#### RECORDS FOR THE TASK
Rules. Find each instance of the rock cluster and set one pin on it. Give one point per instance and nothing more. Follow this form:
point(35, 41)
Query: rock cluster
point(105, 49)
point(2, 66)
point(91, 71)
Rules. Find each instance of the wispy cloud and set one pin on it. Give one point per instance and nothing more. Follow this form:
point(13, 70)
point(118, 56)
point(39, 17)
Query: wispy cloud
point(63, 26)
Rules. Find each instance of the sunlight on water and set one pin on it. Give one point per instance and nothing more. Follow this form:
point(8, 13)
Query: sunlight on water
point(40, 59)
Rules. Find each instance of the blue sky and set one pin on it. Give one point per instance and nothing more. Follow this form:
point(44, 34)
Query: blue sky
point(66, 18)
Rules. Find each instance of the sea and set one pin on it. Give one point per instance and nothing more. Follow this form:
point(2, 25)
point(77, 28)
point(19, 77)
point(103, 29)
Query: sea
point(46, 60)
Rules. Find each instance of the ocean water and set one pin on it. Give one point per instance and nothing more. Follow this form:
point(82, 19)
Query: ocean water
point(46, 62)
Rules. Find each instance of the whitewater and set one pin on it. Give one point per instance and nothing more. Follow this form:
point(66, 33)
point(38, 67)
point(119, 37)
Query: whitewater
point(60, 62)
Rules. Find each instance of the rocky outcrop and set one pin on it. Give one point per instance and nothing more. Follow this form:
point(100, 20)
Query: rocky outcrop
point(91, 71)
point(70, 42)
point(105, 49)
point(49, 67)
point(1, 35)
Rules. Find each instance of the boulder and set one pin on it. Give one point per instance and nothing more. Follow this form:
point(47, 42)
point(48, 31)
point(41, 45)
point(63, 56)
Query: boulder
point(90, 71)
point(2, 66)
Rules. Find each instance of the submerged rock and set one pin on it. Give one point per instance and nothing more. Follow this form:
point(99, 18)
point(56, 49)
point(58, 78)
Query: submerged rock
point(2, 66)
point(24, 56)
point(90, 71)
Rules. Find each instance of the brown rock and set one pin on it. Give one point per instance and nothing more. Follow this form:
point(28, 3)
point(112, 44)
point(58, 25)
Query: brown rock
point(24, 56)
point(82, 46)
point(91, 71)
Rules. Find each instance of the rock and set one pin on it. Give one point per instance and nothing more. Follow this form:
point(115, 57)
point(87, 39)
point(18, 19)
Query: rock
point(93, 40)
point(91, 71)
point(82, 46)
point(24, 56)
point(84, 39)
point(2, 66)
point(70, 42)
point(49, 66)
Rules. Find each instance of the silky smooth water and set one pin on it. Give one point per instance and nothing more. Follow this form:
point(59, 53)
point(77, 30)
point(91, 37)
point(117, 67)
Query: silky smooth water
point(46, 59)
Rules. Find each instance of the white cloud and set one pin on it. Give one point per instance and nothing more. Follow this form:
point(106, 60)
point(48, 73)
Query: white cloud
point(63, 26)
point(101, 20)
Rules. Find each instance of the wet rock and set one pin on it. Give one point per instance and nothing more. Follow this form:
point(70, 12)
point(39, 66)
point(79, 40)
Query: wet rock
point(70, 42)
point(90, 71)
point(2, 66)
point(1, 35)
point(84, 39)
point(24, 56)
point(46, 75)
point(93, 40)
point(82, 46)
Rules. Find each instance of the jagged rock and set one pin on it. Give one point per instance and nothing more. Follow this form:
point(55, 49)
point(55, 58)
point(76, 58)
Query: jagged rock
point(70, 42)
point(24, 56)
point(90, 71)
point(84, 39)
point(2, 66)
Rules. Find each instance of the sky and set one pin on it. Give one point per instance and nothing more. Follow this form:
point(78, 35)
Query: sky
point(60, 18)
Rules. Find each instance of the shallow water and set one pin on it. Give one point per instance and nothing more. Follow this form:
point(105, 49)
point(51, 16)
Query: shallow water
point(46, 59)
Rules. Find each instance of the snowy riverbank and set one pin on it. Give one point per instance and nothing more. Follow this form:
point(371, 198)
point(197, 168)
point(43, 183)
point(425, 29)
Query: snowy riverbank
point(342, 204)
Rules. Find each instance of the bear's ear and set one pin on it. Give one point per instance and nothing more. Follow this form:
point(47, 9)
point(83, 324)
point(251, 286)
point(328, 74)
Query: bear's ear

#### THE REQUEST
Retype nothing except the lines from the line holding "Rules. Find each instance of the rock and" through the last line of the entries, both included.

#### RESULT BELOW
Rules. Find each instance of the rock and set one pin on it. Give one point per instance and nothing more. Follow this form:
point(115, 57)
point(87, 39)
point(18, 19)
Query: rock
point(93, 40)
point(91, 71)
point(82, 46)
point(24, 56)
point(84, 39)
point(2, 66)
point(70, 42)
point(49, 66)
Rules. Find each instance of the silky smooth water and set one pin on it. Give one point per instance and nothing more. Follow this form:
point(59, 53)
point(77, 30)
point(91, 37)
point(117, 67)
Query: silky smooth water
point(46, 59)
Rules. Find each instance of the white cloud and set one pin on it. Give one point per instance and nothing more. Follow this form:
point(106, 60)
point(48, 73)
Query: white cloud
point(63, 26)
point(101, 20)
Rules. Find each instance of the wet rock and set one pin on it. Give one point per instance and nothing more. Follow this form:
point(70, 12)
point(39, 66)
point(79, 40)
Query: wet rock
point(70, 42)
point(90, 71)
point(2, 66)
point(1, 35)
point(84, 39)
point(24, 56)
point(46, 75)
point(93, 40)
point(82, 46)
Rules. Find each instance of the jagged rock and set one pin on it. Give one point per instance and nothing more. Follow this form:
point(55, 49)
point(55, 58)
point(76, 58)
Query: jagged rock
point(70, 42)
point(24, 56)
point(90, 71)
point(84, 39)
point(2, 66)
Rules. Find each instance of the sky and set one pin on it. Give one point per instance and nothing more. Follow this form:
point(78, 35)
Query: sky
point(60, 18)
Rules. Find each instance of the shallow water and set one pin on it. Give one point per instance and nothing more. Follow this form:
point(105, 49)
point(51, 16)
Query: shallow water
point(46, 59)
Rules. Find each instance of the snowy riverbank and set one pin on it. Give one point per instance and nothing more. Follow this form:
point(371, 198)
point(197, 168)
point(43, 183)
point(425, 29)
Query: snowy riverbank
point(342, 204)
Rules. Find each instance of the bear's ear and set one pin on it. Give one point per instance and nothing more. Follow this form:
point(47, 9)
point(83, 324)
point(251, 286)
point(328, 74)
Query: bear's ear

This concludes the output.